-- GIVEN RECORDS --
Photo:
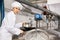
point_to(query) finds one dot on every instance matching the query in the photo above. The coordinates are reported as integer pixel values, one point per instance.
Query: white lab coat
(54, 5)
(8, 27)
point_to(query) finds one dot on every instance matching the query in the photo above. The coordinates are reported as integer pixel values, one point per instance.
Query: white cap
(17, 4)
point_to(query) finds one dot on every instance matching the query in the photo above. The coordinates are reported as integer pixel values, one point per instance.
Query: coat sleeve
(18, 25)
(10, 25)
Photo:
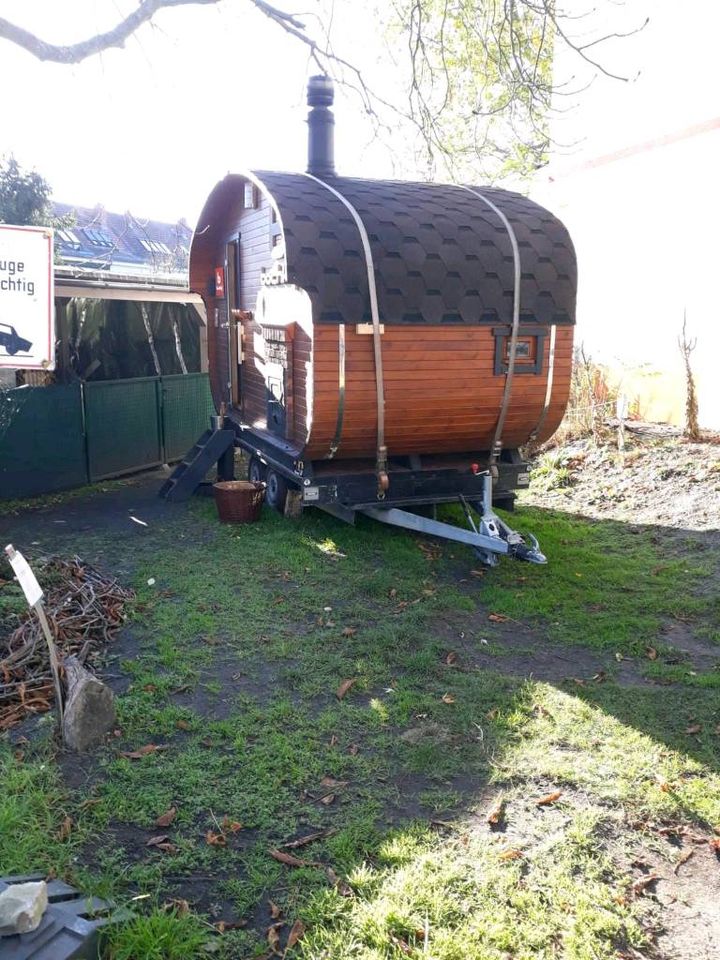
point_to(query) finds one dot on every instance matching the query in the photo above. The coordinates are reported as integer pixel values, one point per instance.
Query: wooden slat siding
(254, 396)
(441, 394)
(255, 250)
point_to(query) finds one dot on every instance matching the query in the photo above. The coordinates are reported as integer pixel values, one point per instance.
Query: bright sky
(209, 89)
(152, 127)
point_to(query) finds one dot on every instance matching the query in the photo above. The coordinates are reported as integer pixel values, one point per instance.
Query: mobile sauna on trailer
(378, 345)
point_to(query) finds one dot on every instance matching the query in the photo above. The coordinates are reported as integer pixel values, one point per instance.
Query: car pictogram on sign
(12, 341)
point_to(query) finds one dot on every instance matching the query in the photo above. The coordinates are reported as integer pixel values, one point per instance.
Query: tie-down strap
(377, 343)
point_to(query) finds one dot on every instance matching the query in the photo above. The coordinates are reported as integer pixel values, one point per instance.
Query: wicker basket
(239, 501)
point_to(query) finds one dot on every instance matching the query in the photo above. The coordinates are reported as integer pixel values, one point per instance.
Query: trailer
(382, 346)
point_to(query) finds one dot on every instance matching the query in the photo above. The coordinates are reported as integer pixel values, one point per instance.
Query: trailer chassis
(345, 494)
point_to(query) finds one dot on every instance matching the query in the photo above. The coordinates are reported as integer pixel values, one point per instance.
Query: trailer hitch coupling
(490, 538)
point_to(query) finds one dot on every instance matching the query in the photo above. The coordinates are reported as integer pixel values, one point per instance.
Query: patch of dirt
(515, 649)
(684, 919)
(664, 481)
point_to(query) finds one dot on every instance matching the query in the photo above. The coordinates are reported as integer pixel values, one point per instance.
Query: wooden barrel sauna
(333, 301)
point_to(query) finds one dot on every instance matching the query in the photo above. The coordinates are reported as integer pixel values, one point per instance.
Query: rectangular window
(529, 349)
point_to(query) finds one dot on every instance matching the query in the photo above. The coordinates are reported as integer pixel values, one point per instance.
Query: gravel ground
(661, 480)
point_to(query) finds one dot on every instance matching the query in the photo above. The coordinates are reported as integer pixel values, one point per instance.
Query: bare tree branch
(77, 52)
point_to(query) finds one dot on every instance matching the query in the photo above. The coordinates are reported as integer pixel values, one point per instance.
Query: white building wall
(639, 194)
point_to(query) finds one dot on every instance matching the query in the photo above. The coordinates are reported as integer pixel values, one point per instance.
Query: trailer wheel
(256, 470)
(276, 492)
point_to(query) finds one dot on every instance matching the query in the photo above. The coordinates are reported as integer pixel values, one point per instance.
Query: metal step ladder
(187, 476)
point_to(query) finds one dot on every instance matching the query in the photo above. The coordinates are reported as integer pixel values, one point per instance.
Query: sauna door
(278, 378)
(232, 279)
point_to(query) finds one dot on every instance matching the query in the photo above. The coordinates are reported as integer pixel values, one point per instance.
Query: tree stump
(89, 708)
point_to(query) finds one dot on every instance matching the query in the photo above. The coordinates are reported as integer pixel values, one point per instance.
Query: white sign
(26, 578)
(27, 315)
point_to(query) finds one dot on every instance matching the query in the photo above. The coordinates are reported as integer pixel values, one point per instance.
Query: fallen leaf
(144, 751)
(65, 828)
(340, 885)
(642, 883)
(548, 799)
(332, 782)
(304, 841)
(167, 818)
(683, 858)
(215, 839)
(222, 925)
(230, 826)
(178, 906)
(497, 814)
(273, 937)
(401, 944)
(344, 687)
(289, 860)
(296, 933)
(511, 854)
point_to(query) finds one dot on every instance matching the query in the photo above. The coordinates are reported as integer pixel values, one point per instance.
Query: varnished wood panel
(441, 394)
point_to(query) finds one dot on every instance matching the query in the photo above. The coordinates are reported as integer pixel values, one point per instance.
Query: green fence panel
(187, 406)
(122, 424)
(42, 443)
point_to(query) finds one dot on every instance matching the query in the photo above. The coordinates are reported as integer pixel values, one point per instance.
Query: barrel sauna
(365, 327)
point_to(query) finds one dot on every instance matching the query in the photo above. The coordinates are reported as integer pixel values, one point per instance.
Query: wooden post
(34, 594)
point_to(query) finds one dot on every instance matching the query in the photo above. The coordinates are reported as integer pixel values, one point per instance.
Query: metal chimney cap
(321, 92)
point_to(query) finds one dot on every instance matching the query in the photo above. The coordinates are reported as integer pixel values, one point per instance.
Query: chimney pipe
(321, 124)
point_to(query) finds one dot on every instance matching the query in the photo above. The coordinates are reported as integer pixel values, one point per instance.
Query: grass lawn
(473, 693)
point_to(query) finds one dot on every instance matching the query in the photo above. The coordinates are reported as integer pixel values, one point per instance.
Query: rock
(22, 907)
(89, 708)
(428, 732)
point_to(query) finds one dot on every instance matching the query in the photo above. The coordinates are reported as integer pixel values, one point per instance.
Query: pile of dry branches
(84, 608)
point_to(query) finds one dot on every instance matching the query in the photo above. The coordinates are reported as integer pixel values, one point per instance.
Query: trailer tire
(276, 491)
(257, 471)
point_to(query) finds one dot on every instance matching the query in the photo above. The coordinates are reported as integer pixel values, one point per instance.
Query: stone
(89, 708)
(22, 907)
(428, 732)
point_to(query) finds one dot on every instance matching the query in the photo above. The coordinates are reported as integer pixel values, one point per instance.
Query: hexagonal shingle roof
(441, 256)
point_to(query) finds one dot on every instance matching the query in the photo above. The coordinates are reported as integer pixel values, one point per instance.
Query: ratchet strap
(507, 392)
(381, 453)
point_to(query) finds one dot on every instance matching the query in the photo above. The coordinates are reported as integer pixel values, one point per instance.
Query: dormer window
(156, 246)
(97, 237)
(68, 237)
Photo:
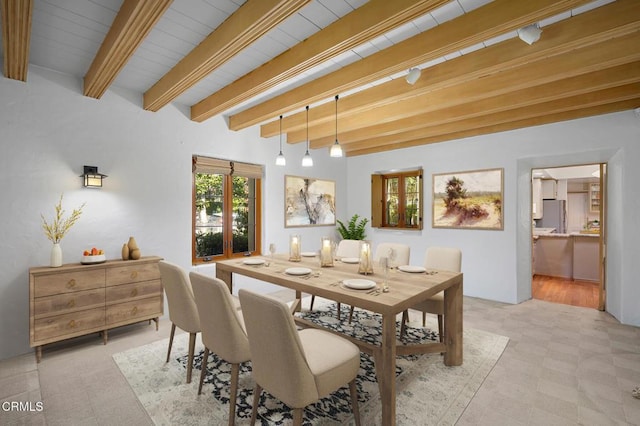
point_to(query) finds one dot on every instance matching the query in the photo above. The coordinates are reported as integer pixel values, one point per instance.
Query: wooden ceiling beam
(493, 19)
(514, 125)
(598, 80)
(251, 21)
(613, 20)
(580, 61)
(16, 36)
(134, 21)
(590, 99)
(363, 24)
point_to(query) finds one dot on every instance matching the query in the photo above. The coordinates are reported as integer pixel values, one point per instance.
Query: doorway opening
(567, 234)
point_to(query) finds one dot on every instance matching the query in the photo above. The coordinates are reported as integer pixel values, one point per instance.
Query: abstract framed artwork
(468, 200)
(309, 201)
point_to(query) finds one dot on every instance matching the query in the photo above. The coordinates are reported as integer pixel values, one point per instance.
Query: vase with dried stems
(58, 228)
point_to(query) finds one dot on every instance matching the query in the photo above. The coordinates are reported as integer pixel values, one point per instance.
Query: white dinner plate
(411, 268)
(359, 284)
(297, 271)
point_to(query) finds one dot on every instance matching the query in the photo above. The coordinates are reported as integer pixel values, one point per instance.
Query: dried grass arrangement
(57, 229)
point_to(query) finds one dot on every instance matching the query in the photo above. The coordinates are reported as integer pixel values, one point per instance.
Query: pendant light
(336, 149)
(280, 160)
(307, 161)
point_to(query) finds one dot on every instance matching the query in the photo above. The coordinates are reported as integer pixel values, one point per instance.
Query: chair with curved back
(397, 254)
(297, 367)
(446, 259)
(223, 330)
(183, 311)
(346, 248)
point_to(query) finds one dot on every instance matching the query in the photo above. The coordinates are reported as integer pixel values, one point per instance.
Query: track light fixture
(530, 34)
(307, 161)
(280, 160)
(413, 75)
(336, 149)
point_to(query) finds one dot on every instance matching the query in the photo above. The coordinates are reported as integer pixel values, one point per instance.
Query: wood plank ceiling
(256, 60)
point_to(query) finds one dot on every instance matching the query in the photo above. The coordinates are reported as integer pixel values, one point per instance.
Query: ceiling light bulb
(413, 75)
(307, 161)
(336, 150)
(530, 34)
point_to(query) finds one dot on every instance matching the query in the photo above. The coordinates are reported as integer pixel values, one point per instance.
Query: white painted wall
(497, 264)
(48, 131)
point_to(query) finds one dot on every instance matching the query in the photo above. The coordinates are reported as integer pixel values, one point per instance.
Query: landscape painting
(309, 201)
(468, 200)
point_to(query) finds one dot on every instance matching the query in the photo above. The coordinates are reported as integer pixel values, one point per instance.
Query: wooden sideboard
(74, 299)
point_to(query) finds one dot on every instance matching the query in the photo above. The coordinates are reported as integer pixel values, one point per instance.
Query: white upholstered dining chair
(183, 311)
(397, 253)
(345, 249)
(297, 367)
(223, 330)
(446, 259)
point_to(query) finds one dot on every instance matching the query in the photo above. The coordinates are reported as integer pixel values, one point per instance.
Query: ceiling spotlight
(530, 34)
(413, 75)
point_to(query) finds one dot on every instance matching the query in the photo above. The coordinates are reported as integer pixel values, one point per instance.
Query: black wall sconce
(91, 177)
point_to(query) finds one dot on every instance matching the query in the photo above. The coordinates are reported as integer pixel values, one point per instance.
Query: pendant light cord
(336, 117)
(281, 134)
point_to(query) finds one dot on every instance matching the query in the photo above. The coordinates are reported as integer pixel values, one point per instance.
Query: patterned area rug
(428, 391)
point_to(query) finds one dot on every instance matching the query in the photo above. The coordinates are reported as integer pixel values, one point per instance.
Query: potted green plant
(355, 229)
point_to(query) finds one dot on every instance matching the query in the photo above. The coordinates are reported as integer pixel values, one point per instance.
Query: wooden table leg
(453, 324)
(387, 376)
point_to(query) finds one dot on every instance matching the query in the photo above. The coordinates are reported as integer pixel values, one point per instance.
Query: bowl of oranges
(90, 257)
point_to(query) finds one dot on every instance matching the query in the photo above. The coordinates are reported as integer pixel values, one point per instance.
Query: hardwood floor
(565, 291)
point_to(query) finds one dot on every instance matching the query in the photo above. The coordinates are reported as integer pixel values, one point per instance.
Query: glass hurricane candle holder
(326, 252)
(365, 266)
(294, 248)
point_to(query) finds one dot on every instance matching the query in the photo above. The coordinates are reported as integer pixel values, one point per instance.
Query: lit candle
(326, 256)
(294, 248)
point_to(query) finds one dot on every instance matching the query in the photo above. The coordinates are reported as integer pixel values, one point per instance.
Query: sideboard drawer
(133, 273)
(129, 292)
(68, 324)
(48, 285)
(143, 308)
(68, 302)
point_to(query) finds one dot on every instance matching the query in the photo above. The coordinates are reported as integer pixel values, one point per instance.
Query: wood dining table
(405, 289)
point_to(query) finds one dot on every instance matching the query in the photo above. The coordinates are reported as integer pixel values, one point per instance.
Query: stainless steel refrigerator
(554, 215)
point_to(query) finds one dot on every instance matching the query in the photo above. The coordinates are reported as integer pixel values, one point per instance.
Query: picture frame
(468, 200)
(309, 201)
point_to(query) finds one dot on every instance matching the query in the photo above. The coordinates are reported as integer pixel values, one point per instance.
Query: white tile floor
(563, 365)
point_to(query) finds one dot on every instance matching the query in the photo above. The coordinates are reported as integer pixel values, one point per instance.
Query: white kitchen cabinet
(536, 198)
(549, 189)
(586, 252)
(594, 197)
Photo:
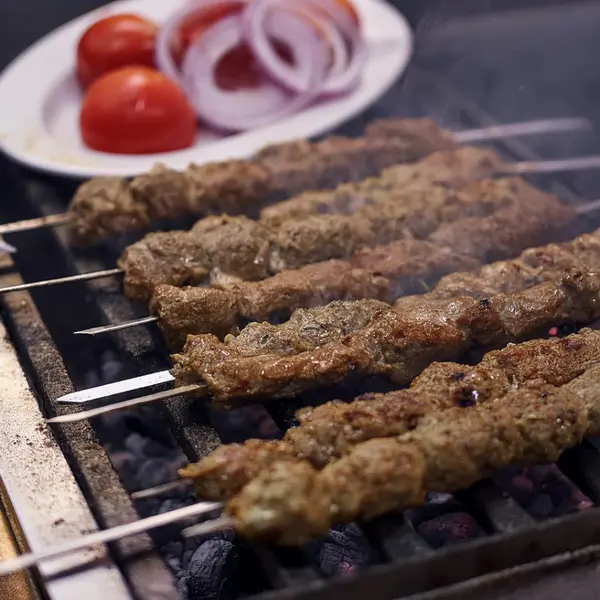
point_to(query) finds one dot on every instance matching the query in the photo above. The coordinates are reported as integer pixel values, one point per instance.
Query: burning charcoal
(155, 471)
(450, 528)
(212, 571)
(173, 552)
(542, 490)
(345, 550)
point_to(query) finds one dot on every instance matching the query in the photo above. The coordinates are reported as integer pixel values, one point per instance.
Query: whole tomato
(114, 42)
(136, 110)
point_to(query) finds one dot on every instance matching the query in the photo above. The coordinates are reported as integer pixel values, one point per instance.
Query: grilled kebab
(531, 422)
(330, 431)
(383, 273)
(107, 205)
(252, 251)
(324, 346)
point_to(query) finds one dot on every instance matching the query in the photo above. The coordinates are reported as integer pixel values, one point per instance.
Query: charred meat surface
(395, 344)
(495, 217)
(385, 273)
(330, 431)
(104, 206)
(448, 451)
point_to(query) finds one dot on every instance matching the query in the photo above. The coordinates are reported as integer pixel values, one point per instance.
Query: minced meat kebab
(324, 346)
(252, 250)
(107, 205)
(384, 273)
(330, 431)
(548, 402)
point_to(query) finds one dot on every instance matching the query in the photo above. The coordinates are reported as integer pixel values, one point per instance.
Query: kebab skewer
(325, 346)
(383, 273)
(109, 205)
(330, 431)
(239, 246)
(450, 450)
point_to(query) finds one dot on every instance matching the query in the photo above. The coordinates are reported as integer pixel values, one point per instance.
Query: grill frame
(524, 548)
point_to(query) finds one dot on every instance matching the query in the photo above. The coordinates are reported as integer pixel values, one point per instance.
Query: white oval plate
(40, 98)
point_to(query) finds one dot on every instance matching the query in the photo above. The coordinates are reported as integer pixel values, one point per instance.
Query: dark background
(514, 59)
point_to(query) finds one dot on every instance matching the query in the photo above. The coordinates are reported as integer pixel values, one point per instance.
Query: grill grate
(122, 452)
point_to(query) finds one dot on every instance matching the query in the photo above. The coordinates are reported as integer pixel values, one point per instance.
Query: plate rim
(15, 144)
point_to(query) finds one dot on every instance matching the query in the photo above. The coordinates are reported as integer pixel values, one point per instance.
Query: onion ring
(332, 20)
(241, 110)
(164, 56)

-- WHAT THIS TASK INVOLVES --
Report every line above that contains the word "chimney", copying each one in full; case counts.

-- TASK ANSWER --
Query: metal chimney cap
Query: chimney pipe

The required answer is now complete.